Print the treadmill exercises word for word, everything from "Report the estimated" down to "from the SLR.".
*** Opening of Excerpt ***
These questions revisit the treadmill data set from Chapter 1.
Researchers were
interested in whether the run test variable could be used to replace the treadmill
oxygen consumption variable that is expensive to measure. The following code loads
the data set and provides a scatterplot matrix using pairs.panel
.
treadmill <- read_csv("http://www.math.montana.edu/courses/s217/documents/treadmill.csv")
require(psych)
pairs.panels(treadmill, ellipses=F, smooth=F, col=0)
6.1. First,
we should get a sense of the strength of the correlation between the variable
of primary interest, TreadMillOx
, and the other variables and consider
whether outliers or nonlinearity are going to be
major issues here. Which variable is it most strongly correlated with? Which
variables are next most strongly correlated with this variable?
6.2. Fit
the SLR using RunTime
as explanatory variable for TreadMillOx
.
Report the estimated model.
6.3. Predict the treadmill oxygen value for a subject with a run time of 14 minutes. Repeat for a subject with a run time of 16 minutes. Is there something different about these two predictions?
6.4. Interpret the slope coefficient from the estimated model, remembering the units on the variables.
6.5. Report and interpret the \(y\)-intercept from the SLR.
6.6. Report and interpret the \(R^2\) value from the output. Show how you can find this value from the original correlation matrix result.
6.7. Produce the diagnostic plots and discuss any potential issues. What is the approximate leverage of the highest leverage observation and how large is its Cook’s D? What does that tell you about its potential influence in this model?
*** Close of Excerpt ***
*** Opening of Data supplied ***
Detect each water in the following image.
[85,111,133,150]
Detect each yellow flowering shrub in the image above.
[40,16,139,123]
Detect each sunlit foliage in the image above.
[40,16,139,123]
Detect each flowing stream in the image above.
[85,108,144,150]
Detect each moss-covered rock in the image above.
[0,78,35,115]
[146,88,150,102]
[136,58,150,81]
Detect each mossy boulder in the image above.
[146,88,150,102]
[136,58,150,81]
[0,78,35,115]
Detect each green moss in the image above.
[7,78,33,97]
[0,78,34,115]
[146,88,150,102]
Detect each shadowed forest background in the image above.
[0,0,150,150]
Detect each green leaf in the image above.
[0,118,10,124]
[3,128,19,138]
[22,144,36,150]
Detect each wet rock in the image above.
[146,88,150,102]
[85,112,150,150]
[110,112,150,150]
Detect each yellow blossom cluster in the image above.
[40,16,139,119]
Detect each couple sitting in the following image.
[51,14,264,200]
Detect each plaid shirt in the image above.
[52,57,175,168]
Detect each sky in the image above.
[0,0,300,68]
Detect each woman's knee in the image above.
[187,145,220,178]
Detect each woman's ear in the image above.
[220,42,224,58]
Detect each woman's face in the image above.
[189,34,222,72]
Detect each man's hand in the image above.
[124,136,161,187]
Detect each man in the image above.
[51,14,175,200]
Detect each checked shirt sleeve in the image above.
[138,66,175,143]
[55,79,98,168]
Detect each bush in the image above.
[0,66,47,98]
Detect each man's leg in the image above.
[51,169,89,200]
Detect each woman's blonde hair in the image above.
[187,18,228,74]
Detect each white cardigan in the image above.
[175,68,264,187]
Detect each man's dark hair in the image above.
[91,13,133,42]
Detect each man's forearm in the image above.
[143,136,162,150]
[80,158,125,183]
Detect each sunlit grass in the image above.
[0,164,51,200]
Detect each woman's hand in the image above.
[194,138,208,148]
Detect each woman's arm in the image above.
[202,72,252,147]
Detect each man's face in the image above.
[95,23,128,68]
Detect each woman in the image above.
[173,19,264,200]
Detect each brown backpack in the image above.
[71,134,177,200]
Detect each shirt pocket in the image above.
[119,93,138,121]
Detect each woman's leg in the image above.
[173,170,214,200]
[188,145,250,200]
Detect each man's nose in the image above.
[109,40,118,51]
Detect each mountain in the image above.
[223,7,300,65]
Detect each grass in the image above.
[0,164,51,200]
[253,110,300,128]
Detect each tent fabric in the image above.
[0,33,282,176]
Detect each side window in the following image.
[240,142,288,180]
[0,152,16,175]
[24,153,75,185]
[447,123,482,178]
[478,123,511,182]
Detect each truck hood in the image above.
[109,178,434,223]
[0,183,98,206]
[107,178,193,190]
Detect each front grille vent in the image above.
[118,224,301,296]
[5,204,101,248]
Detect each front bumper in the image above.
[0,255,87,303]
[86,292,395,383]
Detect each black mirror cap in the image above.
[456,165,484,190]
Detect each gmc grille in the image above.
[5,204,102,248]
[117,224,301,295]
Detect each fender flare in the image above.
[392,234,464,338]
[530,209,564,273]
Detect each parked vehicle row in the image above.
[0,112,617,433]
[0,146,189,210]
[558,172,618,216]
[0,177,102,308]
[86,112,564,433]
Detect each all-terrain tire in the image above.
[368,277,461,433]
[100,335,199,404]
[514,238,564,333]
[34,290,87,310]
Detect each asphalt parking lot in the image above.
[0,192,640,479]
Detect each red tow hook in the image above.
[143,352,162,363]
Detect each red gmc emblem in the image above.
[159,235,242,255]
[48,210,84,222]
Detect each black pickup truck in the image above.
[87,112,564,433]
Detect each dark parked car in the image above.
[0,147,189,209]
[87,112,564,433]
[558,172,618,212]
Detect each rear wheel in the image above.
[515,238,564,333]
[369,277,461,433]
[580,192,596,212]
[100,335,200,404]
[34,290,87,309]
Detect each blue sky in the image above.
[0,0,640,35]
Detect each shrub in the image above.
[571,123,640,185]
*** Close of Data supplied ***
§ **Exercise solution**:
Report the estimated model.
6.3. Predict the treadmill oxygen value for a subject with a run time of 14 minutes. Repeat for a subject with a run time of 16 minutes. Is there something different about these two predictions?
6.4. Interpret the slope coefficient from the estimated model, remembering the units on the variables.
6.5. Report and interpret the \(y\)-intercept from the SLR.